[WHAT TO DO]
Give the entries again exactly, every one of them.

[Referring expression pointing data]
● ● ● ●
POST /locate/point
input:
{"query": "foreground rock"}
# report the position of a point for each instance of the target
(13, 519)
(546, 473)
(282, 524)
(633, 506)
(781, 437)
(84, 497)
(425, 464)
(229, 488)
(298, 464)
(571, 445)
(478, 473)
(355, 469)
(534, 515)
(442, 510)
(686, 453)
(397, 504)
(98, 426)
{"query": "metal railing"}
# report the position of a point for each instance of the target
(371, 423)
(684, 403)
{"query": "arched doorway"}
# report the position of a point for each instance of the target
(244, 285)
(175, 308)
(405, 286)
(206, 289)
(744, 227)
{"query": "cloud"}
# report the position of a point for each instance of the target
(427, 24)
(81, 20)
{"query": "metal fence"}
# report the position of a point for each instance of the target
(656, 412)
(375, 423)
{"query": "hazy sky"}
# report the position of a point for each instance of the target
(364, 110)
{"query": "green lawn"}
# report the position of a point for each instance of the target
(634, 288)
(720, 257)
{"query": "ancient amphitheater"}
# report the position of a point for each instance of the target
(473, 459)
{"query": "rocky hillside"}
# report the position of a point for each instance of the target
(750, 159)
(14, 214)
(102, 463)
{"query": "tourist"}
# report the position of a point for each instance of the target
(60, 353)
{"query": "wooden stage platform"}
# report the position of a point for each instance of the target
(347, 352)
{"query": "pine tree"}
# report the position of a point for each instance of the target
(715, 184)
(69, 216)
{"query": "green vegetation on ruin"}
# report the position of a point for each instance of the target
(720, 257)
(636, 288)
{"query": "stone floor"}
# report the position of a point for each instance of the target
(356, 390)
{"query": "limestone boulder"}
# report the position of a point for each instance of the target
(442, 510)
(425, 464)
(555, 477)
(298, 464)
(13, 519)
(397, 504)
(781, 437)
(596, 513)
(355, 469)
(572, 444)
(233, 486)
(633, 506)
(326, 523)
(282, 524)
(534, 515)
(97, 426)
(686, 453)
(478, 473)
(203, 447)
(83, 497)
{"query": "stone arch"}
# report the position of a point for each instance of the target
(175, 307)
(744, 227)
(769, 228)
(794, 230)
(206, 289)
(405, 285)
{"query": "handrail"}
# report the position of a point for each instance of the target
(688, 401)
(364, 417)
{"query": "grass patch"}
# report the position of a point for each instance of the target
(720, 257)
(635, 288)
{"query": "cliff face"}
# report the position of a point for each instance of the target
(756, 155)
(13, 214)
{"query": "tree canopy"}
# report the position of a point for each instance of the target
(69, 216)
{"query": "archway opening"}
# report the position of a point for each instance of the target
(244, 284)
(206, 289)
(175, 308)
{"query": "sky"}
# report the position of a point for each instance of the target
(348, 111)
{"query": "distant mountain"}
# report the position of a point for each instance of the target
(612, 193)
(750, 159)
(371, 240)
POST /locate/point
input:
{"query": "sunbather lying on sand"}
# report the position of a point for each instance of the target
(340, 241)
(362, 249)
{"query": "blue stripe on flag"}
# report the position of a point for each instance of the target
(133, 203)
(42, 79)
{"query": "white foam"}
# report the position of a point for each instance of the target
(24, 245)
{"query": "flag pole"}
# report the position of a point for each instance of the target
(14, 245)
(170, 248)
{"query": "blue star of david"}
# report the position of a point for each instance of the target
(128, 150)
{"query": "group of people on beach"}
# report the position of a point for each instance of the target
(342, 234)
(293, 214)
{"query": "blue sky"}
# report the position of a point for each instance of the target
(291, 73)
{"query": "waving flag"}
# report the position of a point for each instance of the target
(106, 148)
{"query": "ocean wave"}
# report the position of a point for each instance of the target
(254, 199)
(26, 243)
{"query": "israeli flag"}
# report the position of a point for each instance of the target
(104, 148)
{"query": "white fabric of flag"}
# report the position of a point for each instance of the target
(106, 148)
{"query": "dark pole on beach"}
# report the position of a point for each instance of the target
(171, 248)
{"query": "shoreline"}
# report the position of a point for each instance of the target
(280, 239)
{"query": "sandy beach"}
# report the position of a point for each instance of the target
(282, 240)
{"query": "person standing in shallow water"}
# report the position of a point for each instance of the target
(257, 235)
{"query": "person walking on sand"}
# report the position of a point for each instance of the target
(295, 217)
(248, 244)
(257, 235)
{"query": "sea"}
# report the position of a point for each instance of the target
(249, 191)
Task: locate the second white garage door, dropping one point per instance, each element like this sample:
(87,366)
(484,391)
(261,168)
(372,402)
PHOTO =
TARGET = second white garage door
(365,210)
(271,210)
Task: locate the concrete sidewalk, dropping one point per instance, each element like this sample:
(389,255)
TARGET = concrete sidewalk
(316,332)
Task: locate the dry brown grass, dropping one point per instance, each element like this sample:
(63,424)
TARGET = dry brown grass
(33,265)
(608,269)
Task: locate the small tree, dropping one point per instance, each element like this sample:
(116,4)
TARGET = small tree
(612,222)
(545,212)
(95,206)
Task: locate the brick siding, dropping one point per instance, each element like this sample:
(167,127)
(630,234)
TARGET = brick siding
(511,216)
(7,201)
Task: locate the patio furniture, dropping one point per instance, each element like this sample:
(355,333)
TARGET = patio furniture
● ● ● ●
[OUTPUT BELOW]
POST /locate/point
input:
{"query": "foreground rock"}
# report the position of a point for each instance of the target
(13, 519)
(546, 473)
(282, 524)
(633, 506)
(781, 437)
(84, 497)
(425, 464)
(229, 488)
(298, 464)
(571, 445)
(478, 473)
(355, 469)
(534, 515)
(442, 510)
(686, 453)
(397, 504)
(98, 426)
{"query": "metal railing"}
# report the position of a point for each instance of the target
(371, 423)
(684, 403)
{"query": "arched doorway"}
# report the position of a point for each instance of the target
(244, 285)
(175, 308)
(405, 286)
(206, 289)
(744, 227)
{"query": "cloud"}
# report the position of a point for each instance of the target
(427, 24)
(81, 20)
{"query": "metal fence"}
# report the position of a point for each instance of the target
(656, 412)
(375, 423)
{"query": "hazy sky"}
# report the position of a point for each instance of the target
(364, 110)
{"query": "green lawn"}
# report the position of a point for each instance of the target
(634, 288)
(720, 257)
{"query": "ancient amphitheater"}
# report the position of a point for each instance of the target
(473, 459)
{"query": "rocky hillside"}
# report the position of a point for each instance of the target
(750, 159)
(14, 214)
(102, 463)
{"query": "tourist"}
# report the position of a point for each instance of the target
(60, 353)
{"query": "wooden stage platform"}
# report the position of a point for each instance of the target
(347, 352)
{"query": "pine tree"}
# report the position of a point for each instance of the target
(715, 184)
(69, 216)
{"query": "green vegetation on ruin"}
# report the position of a point for each instance of the target
(720, 257)
(636, 288)
{"query": "stone floor"}
# report the position of a point for each instance of the target
(356, 390)
{"query": "limestone boulder"}
# report the position of a point for each instance of the target
(442, 510)
(425, 464)
(555, 477)
(298, 464)
(13, 519)
(397, 504)
(781, 437)
(596, 513)
(355, 469)
(572, 444)
(233, 486)
(633, 506)
(326, 523)
(282, 524)
(534, 515)
(97, 426)
(686, 453)
(478, 473)
(203, 447)
(83, 497)
{"query": "stone arch"}
# report the position of a point for each instance of the target
(175, 307)
(744, 227)
(769, 228)
(794, 230)
(206, 289)
(405, 285)
{"query": "handrail"}
# report the position of a point for each instance of the target
(688, 401)
(364, 417)
{"query": "grass patch"}
# report the position of a point for each instance of the target
(720, 257)
(635, 288)
{"query": "cliff face"}
# report the position of a point for each instance of the target
(756, 155)
(13, 214)
{"query": "tree canopy"}
# report the position of a point for each instance of the target
(69, 216)
{"query": "archway opening"}
# report the position of a point for each instance of the target
(244, 284)
(206, 289)
(175, 308)
{"query": "sky"}
# report the position of a point for each instance of the target
(348, 111)
{"query": "distant mountain"}
# report the position of a point for each instance of the target
(612, 193)
(750, 159)
(371, 240)
POST /locate/point
input:
{"query": "sunbather lying on sand"}
# report the position of a point for each instance of the target
(340, 241)
(362, 249)
{"query": "blue stripe on flag"}
# report the position of a point for each instance of the target
(133, 203)
(42, 79)
{"query": "white foam"}
# report the position of a point for each instance of the target
(24, 245)
{"query": "flag pole"}
# report the position of a point for each instance of the target
(14, 245)
(170, 248)
{"query": "blue star of david"}
# report the position of a point for each instance of the target
(128, 150)
{"query": "group of people on beach"}
# report the position of a point for each instance of the target
(342, 234)
(293, 214)
{"query": "blue sky"}
# report the position of a point for each instance of the target
(291, 73)
{"query": "waving flag"}
# report the position of a point for each instance of the target
(106, 148)
{"query": "ocean wave"}
# report the position of a point for each instance of the target
(254, 199)
(26, 243)
{"query": "israeli flag"}
# report the position of a point for each instance of the target
(104, 148)
{"query": "white fabric of flag"}
# report the position of a point for each instance of the target
(106, 148)
{"query": "dark pole on beach"}
# report the position of a point for each instance of the target
(171, 248)
{"query": "shoreline"}
# report the position of a point for each instance of the target
(280, 239)
{"query": "sandy beach"}
# report the position of a point for each instance of the target
(282, 240)
{"query": "person standing in shallow water"}
# report the position of a point for each instance of the target
(257, 235)
{"query": "person walking on sand"}
# report the position of a point for each instance of the target
(295, 217)
(248, 244)
(257, 235)
{"query": "sea"}
# report the position of a point for each instance of the target
(249, 191)
Task: locate the second white garage door, dropping one point per instance, each element like this sample:
(87,366)
(484,391)
(261,168)
(372,402)
PHOTO =
TARGET = second white garage door
(365,210)
(271,210)
Task: locate the concrete sidewalk, dropping one point per instance, each element like this sample:
(389,255)
TARGET = concrete sidewalk
(316,332)
Task: locate the dry brown grass, dropping one point per instance, each element like this sample:
(63,424)
TARGET = dry brown grass
(33,265)
(608,269)
Task: locate the small tree, dropping one point per instance, each element like this sample:
(116,4)
TARGET = small tree
(612,222)
(545,212)
(95,206)
Task: locate the brick siding, dropping one point per instance, each element like this sample:
(167,127)
(630,234)
TARGET = brick siding
(511,216)
(7,201)
Task: locate the patio furniture, dropping one point per instance, each element like this sample:
(355,333)
TARGET = patio furniture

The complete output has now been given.